= What you have to do =
Quote the full listing word for word.

(A run of records)
★ ★ ★
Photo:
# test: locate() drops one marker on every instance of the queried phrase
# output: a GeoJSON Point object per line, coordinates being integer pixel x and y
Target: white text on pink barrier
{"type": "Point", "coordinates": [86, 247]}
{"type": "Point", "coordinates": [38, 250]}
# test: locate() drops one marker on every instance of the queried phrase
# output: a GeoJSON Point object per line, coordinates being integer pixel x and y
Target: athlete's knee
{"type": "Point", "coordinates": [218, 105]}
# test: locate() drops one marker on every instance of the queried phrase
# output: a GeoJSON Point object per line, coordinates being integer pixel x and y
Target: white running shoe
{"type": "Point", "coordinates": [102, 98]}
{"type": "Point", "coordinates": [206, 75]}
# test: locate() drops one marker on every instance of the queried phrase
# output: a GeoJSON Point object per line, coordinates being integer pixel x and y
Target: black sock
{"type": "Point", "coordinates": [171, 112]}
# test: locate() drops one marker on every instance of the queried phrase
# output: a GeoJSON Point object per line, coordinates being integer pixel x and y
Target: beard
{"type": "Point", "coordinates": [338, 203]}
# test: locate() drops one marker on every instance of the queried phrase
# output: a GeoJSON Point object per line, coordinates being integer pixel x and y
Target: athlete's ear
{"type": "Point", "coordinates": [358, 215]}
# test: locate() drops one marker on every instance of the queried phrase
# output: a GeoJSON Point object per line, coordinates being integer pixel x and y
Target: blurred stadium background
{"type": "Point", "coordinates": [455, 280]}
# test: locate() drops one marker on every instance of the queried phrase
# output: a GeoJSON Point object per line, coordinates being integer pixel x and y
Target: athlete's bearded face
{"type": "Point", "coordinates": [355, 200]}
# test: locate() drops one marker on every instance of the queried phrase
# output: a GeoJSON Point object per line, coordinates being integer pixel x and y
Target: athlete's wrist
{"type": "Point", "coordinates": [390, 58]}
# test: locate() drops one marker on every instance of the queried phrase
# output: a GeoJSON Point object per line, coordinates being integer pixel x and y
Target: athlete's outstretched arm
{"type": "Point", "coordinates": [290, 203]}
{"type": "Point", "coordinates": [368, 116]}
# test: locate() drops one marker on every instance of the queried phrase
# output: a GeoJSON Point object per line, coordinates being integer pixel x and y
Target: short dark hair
★ ★ ★
= Exercise answer =
Photo:
# test: locate() drops one marker on every instance of the queried phrase
# output: a GeoJSON Point object per line, coordinates being integer pixel x and y
Target: white text on pink barrier
{"type": "Point", "coordinates": [86, 247]}
{"type": "Point", "coordinates": [38, 250]}
# test: locate() drops one marker on every instance of the queried phrase
# output: a GeoJSON Point object per line, coordinates being integer pixel x and y
Target: athlete's knee
{"type": "Point", "coordinates": [218, 105]}
# test: locate() drops one marker on every instance of the queried phrase
# output: a GeoJSON Point object per line, coordinates being integer pixel x and y
Target: white running shoe
{"type": "Point", "coordinates": [102, 98]}
{"type": "Point", "coordinates": [206, 75]}
# test: locate() drops one marker on every instance of the queried phrase
# output: a GeoJSON Point object per line, coordinates being integer pixel x and y
Target: black sock
{"type": "Point", "coordinates": [171, 112]}
# test: locate() drops one marker on every instance of the queried phrase
# output: a GeoJSON Point object per line, coordinates being integer pixel x and y
Target: beard
{"type": "Point", "coordinates": [338, 203]}
# test: locate() drops one marker on every instance of the queried phrase
# output: a GeoJSON Point object per line, coordinates being integer pixel x and y
Target: athlete's ear
{"type": "Point", "coordinates": [358, 215]}
# test: locate() drops one marker on every instance of the queried phrase
# output: a GeoJSON Point object per line, coordinates being integer pixel x and y
Target: blurred stadium background
{"type": "Point", "coordinates": [455, 280]}
# test: locate() drops one marker on every instance of the queried phrase
# output: a GeoJSON Point object per line, coordinates being integer pixel x and y
Target: athlete's bearded face
{"type": "Point", "coordinates": [355, 200]}
# test: locate() drops one marker on every instance of the queried phrase
# output: a GeoJSON Point object per line, coordinates being integer pixel x and y
Target: athlete's wrist
{"type": "Point", "coordinates": [390, 58]}
# test: locate() drops one marker on every instance of the queried phrase
# output: a GeoJSON Point object per line, coordinates being integer pixel x and y
Target: athlete's outstretched arm
{"type": "Point", "coordinates": [290, 203]}
{"type": "Point", "coordinates": [368, 116]}
# test: locate() drops one marker on every instance of the queried phrase
# output: a GeoJSON Point object per line, coordinates being integer pixel x and y
Target: short dark hair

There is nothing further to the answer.